Work required — Leave out the pictures; transcribe all else exactly.

>> BEGIN Supplied records

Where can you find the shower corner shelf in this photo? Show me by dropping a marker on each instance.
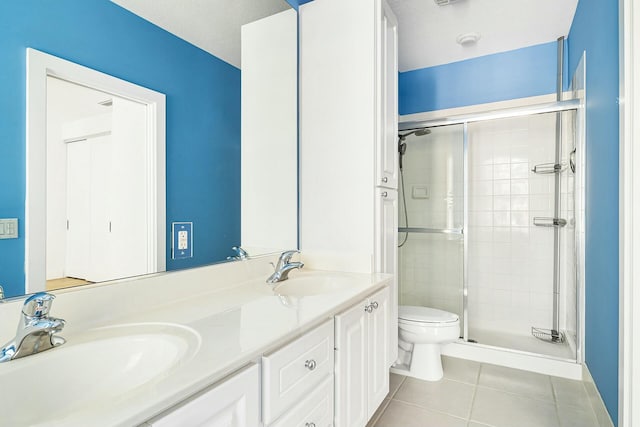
(549, 335)
(549, 222)
(548, 168)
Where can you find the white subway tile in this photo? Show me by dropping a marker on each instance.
(502, 187)
(520, 186)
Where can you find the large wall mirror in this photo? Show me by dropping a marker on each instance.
(97, 204)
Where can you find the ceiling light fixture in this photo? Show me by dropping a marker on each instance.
(467, 39)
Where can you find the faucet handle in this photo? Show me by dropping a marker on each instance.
(38, 305)
(285, 257)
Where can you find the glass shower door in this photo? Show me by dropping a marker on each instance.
(431, 219)
(520, 211)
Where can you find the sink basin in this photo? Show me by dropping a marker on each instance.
(99, 368)
(311, 284)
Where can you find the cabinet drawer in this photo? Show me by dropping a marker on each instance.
(234, 402)
(316, 409)
(295, 370)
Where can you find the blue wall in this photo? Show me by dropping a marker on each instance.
(203, 115)
(518, 73)
(531, 71)
(595, 30)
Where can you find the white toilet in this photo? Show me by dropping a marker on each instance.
(422, 332)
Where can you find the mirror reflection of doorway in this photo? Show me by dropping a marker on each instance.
(97, 184)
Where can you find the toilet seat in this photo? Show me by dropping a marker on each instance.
(413, 315)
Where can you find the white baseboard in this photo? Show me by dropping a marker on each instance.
(602, 415)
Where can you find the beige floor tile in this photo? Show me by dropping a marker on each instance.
(395, 381)
(516, 381)
(379, 412)
(570, 392)
(571, 416)
(399, 414)
(501, 409)
(462, 370)
(451, 397)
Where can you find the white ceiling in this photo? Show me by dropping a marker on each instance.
(71, 101)
(212, 25)
(428, 32)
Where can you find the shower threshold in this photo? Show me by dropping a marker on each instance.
(524, 342)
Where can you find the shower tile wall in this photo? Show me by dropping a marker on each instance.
(510, 283)
(430, 265)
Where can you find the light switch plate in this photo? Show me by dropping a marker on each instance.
(419, 192)
(181, 240)
(8, 228)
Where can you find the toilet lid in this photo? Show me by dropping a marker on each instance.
(425, 314)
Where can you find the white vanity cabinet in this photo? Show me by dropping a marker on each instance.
(387, 97)
(349, 140)
(296, 379)
(362, 366)
(234, 402)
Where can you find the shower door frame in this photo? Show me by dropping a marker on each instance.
(576, 105)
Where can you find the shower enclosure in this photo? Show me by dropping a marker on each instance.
(490, 219)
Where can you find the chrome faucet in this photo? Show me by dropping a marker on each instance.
(284, 266)
(35, 330)
(241, 254)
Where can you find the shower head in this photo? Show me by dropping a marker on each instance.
(417, 132)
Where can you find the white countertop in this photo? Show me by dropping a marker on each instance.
(235, 324)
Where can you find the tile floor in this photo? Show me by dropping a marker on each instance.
(476, 394)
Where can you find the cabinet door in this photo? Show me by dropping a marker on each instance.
(387, 102)
(387, 257)
(378, 342)
(351, 368)
(314, 409)
(234, 403)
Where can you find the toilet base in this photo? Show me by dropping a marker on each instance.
(426, 362)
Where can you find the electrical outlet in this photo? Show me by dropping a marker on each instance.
(182, 240)
(9, 228)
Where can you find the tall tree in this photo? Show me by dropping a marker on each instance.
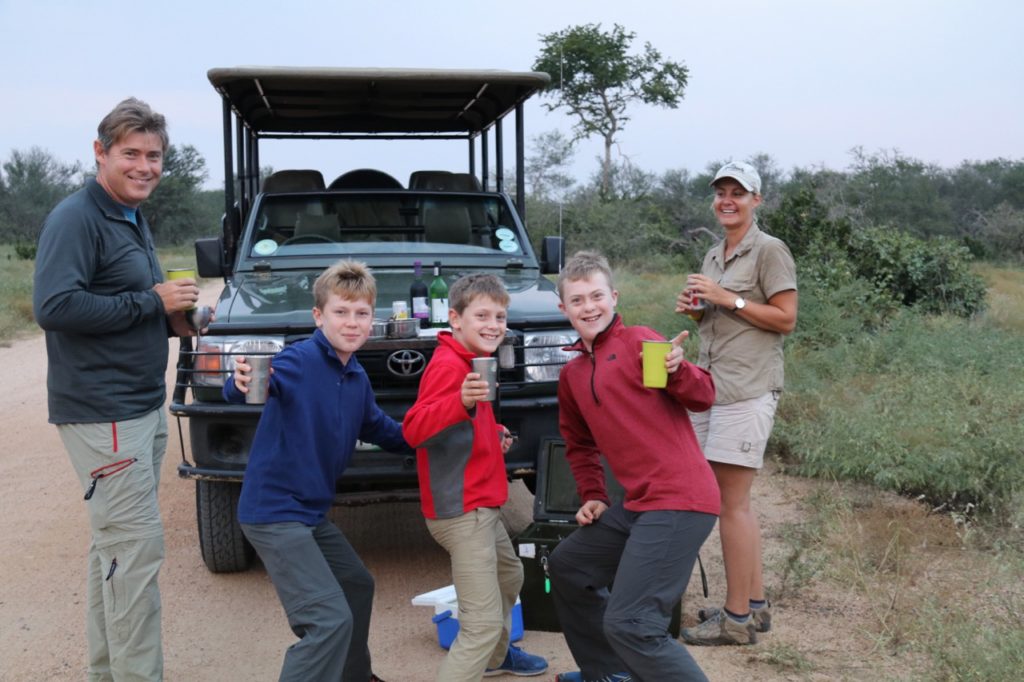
(596, 78)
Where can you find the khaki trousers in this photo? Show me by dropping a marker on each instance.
(127, 547)
(487, 577)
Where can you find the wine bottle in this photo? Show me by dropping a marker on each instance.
(418, 296)
(438, 298)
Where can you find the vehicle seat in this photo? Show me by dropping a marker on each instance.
(445, 222)
(436, 180)
(311, 226)
(294, 180)
(365, 178)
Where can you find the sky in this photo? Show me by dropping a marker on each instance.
(804, 81)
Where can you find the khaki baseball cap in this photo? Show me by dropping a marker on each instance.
(742, 173)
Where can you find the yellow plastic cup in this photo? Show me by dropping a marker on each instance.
(654, 374)
(182, 273)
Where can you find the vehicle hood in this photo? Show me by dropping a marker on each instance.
(284, 299)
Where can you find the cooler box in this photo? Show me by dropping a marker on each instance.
(555, 506)
(445, 616)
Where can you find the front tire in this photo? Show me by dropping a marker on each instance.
(224, 548)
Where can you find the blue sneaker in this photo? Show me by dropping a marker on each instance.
(518, 663)
(578, 677)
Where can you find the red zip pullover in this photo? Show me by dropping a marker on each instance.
(458, 452)
(644, 433)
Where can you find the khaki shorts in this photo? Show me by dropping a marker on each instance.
(736, 433)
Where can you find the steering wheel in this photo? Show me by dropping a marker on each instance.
(307, 239)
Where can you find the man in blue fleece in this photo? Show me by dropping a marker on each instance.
(320, 403)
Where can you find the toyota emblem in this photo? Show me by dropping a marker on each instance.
(407, 364)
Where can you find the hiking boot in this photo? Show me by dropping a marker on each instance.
(719, 630)
(518, 663)
(578, 677)
(761, 615)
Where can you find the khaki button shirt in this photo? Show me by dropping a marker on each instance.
(744, 360)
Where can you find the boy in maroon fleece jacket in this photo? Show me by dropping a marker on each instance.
(647, 544)
(461, 464)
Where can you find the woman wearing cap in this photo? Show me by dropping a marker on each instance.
(748, 290)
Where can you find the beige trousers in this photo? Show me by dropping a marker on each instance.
(487, 576)
(127, 547)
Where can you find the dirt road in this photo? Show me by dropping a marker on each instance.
(230, 627)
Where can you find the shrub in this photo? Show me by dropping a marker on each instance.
(929, 407)
(934, 275)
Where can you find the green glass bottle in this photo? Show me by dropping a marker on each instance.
(438, 298)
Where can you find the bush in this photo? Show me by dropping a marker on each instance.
(934, 275)
(929, 407)
(25, 251)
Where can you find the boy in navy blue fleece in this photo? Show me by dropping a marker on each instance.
(320, 403)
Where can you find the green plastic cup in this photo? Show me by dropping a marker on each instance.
(182, 273)
(654, 374)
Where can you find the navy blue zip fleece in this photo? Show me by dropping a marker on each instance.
(105, 327)
(316, 410)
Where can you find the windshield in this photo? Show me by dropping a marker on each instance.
(407, 222)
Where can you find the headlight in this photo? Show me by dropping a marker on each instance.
(543, 353)
(215, 355)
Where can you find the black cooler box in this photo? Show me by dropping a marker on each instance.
(555, 506)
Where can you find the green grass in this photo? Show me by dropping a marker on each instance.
(15, 288)
(15, 295)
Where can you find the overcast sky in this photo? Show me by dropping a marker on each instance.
(804, 81)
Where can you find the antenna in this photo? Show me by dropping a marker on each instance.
(561, 198)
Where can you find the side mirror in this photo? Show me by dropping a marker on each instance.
(210, 257)
(552, 255)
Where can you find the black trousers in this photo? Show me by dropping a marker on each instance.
(649, 557)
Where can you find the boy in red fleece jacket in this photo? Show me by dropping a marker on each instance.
(461, 465)
(647, 544)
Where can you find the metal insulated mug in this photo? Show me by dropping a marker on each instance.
(487, 369)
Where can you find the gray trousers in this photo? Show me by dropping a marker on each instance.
(649, 556)
(328, 595)
(127, 547)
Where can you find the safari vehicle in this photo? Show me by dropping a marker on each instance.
(281, 231)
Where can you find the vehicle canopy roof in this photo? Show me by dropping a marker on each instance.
(412, 102)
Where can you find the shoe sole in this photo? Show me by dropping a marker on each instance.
(496, 673)
(708, 613)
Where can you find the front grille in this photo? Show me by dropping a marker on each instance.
(393, 366)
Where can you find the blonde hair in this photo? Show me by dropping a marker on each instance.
(471, 286)
(347, 279)
(131, 116)
(583, 265)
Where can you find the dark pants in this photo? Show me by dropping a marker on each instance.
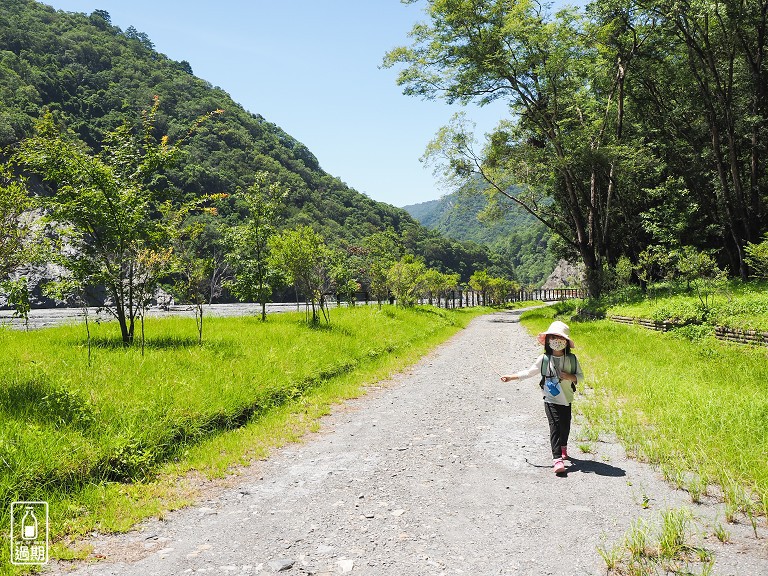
(559, 426)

>> END Supplied records

Exercise output —
Where can you find the shower corner shelf in this photo? Show me by dropping a marker on each instance.
(549, 335)
(549, 222)
(548, 168)
Where can you find the white subway tile in this photo? Show me by dropping a marker on each instance.
(502, 187)
(520, 186)
Where can you find the large wall mirror in this photo? Show me by dropping a marker on each instance.
(97, 204)
Where can you find the ceiling light fixture in this photo? Show me by dropping a marker on each instance.
(467, 39)
Where can you find the faucet handle in this photo? Show me by dropping a marker on each instance.
(38, 305)
(285, 257)
Where can you find the glass shower door in this photo? Show me by dropping a marker on each instance.
(431, 219)
(520, 211)
Where can you find the sink basin in this photo? Show me by dropping a marker on each instance.
(99, 368)
(311, 284)
Where can you find the cabinet drawer in this photo? Show me by dropping a marker on each instance.
(234, 402)
(316, 409)
(295, 370)
Where can you find the blue wall in this photo? Show me by dropping a marker on each instance.
(203, 115)
(518, 73)
(531, 71)
(595, 30)
Where can you find the white toilet in this photo? Show me by dropping a marker on each instance.
(422, 332)
Where can you find the mirror reflection of doorway in this photo? Show me by dropping a marker on each instance.
(97, 184)
Where can you find the toilet seat in this photo? Show me by dropping a marker on each instance.
(413, 315)
Where can you find the white baseboard in this photo? Show me by dropping a marker on each instance.
(602, 415)
Where can you find the beige floor tile in this photo? Show me by dropping a marker on each instance.
(395, 381)
(516, 381)
(379, 412)
(570, 392)
(571, 416)
(399, 414)
(501, 409)
(462, 370)
(451, 397)
Where can you find the white ceiling in this photo? Show me by dropping a marker on each instance.
(71, 101)
(212, 25)
(428, 32)
Where can you find the shower threshold in this photo? Show me by dropping a marker on each instance.
(524, 342)
Where can you find the shower tile wall in this photo? Show me by dropping a marker on each instance.
(510, 283)
(430, 265)
Where can you find the light switch plate in this photo? Show me by dropping a marker on each instance.
(419, 192)
(181, 240)
(8, 228)
Where can you find the toilet lid in this photo? Show me by dropping a marker on each instance.
(425, 314)
Where can you find the white vanity cabinet in this photo? Show me by dropping a marker on each instance.
(387, 97)
(349, 140)
(296, 379)
(362, 366)
(234, 402)
Where can you find the shower door frame in this photo? Show me by dropping a marker on each instance.
(576, 105)
Where can you find the shower enclosure in this photo? Show me by dropping a marker on each instance.
(490, 219)
Where can you find the chrome faucet in this photo? Show me by dropping a marker on each instance.
(284, 266)
(35, 330)
(241, 254)
Where can you find the shower head in this photo? Show me by dropping a marker on each instance.
(417, 132)
Where can you find the white countertop in this photo? Show me by dropping a marker on each instance.
(235, 324)
Where can you find the tile floor in this photo? Show me by dropping a marker on each instance.
(476, 394)
Where can you find the cabinet door in this photo? Show me by dropping a marker on each instance.
(387, 102)
(387, 257)
(378, 342)
(351, 368)
(314, 409)
(234, 403)
Where can you find the toilet base in this photo? Show me by dropping a marker on each instance.
(426, 362)
Where can you find the electrical outlet in this photo? Show me by dropping a marker on each instance.
(182, 240)
(9, 228)
Where can you find the tall tree in this photo? Show me by dropping a marker on each instance.
(596, 78)
Where can you find the khaki trousers in this photo? Show me by dropping a marker on each instance.
(127, 547)
(487, 577)
Where can you find the wine bottle in this photo? Show me by dropping a marker on each instance.
(418, 296)
(438, 298)
Where can you find the vehicle seat in this photo? Show me by dropping a marker on each instance.
(445, 222)
(436, 180)
(311, 226)
(294, 180)
(365, 178)
Where can you find the sky in this photo? Show me by dropping a marker on each instance.
(804, 81)
Where can you find the khaki baseball cap in this photo? Show me by dropping a marker on each instance.
(742, 173)
Where can you find the yellow plastic cup in this photo? Show me by dropping a marker on each instance.
(654, 374)
(182, 273)
Where can you find the vehicle hood in this photo? Show me by dropping a marker on each instance.
(284, 299)
Where can you find the cooler box in this photo? Show me by dropping a marker on each instance.
(555, 506)
(445, 616)
Where can you find the front tire in this photo? Show me by dropping a marker on each instance.
(224, 548)
Where can you find the blue sneaker in this photo? Show me by dropping a marker on each instance.
(518, 663)
(578, 677)
Where can you find the red zip pullover in this photo? Show me by dropping a marker on each instance.
(458, 452)
(644, 433)
Where can you find the khaki shorts in this photo? Show me by dropping a marker on each instance.
(736, 433)
Where can you find the steering wheel in this photo? Show me by dropping a marker on each instance.
(307, 239)
Where can you find the man in blue fleece in this photo? Show me by dropping a marker on each instance.
(320, 403)
Where can you find the toyota emblem in this photo? Show me by dropping a marker on each instance.
(407, 364)
Where can you find the hiking boot in this photo? Show me by dropping a marker on each instance.
(719, 630)
(518, 663)
(578, 677)
(761, 615)
Where can you find the khaki button shirt in this photo? Show me by dropping a marker on each instance.
(744, 360)
Where can you find the boy in maroon fleece jacket in this photo? Show me by dropping a marker on each instance.
(647, 544)
(461, 464)
Where can you find the woman wearing cap in this photo? Show me by dropping a marker on each instance.
(748, 290)
Where can you find the beige trousers in this photo? Show me by dropping a marker on each instance.
(487, 576)
(127, 547)
Where can you find the dirt road in this photo? Show me by dropping a marker on each instance.
(230, 627)
Where can you find the shrub in this photo? Show me by dropping a marker on each instance.
(929, 407)
(934, 275)
Where can you find the green glass bottle in this photo? Show me by dropping a marker on each instance.
(438, 298)
Where can you find the bush in this photo? Show me by dropping a marker on each instance.
(934, 275)
(929, 407)
(25, 251)
Where can you find the boy in navy blue fleece in this photo? Show me by dropping a marker on each instance.
(320, 403)
Where can you find the green plastic cup in this photo? Show me by dropping a marker on each instance.
(182, 273)
(654, 374)
Where can you find the navy blue zip fleece in this photo? Show me by dropping a marker on each instance.
(105, 327)
(316, 410)
Where can you find the windshield in this photo? Show me by dropping a marker on each instance.
(407, 222)
Where can you find the headlight in this photo? Show me by dropping a marker on each instance.
(543, 353)
(215, 355)
Where can you find the black cooler box in this photo? Show me by dropping a marker on each instance.
(555, 506)
Where can you find the green grass in this photo? Show me by dropping a marker on each instance.
(15, 288)
(15, 295)
Where can you find the overcast sky in this photo? Show me by dropping a marker on each instance.
(804, 81)
Where can you find the antenna in this photo? Show me by dropping a marker on each instance.
(561, 198)
Where can you find the side mirror in this photo? Show me by dropping a marker on each instance.
(210, 257)
(552, 255)
Where can you find the black trousers in this photo? Show me by dropping a marker on each instance.
(649, 557)
Where can you find the boy in red fleece jacket in this photo? Show me by dropping a marker on each instance.
(461, 465)
(647, 544)
Where can you find the metal insulated mug in this photo? Show me by dropping a marker on each instance.
(487, 369)
Where can you find the gray trousers in this photo? Show me by dropping a marker on each instance.
(649, 556)
(328, 595)
(127, 547)
Where can you find the safari vehicle in this photo? Show me by dropping a marker on each instance.
(281, 231)
Where can you find the vehicle canopy roof in this photo? Show me by dropping a marker on each instance.
(412, 102)
Where can you find the shoe sole in this photo? Show me by dropping a marker on each instance.
(496, 673)
(708, 613)
Where can you find the front grille in this photo? Show me by dropping a marker on each instance.
(393, 366)
Where can you find the blonde hair in this photo? Show me by dropping a marker on each instance.
(471, 286)
(347, 279)
(131, 116)
(583, 265)
Where can you find the dark pants in this photo? Show me by dropping a marker on each instance.
(559, 426)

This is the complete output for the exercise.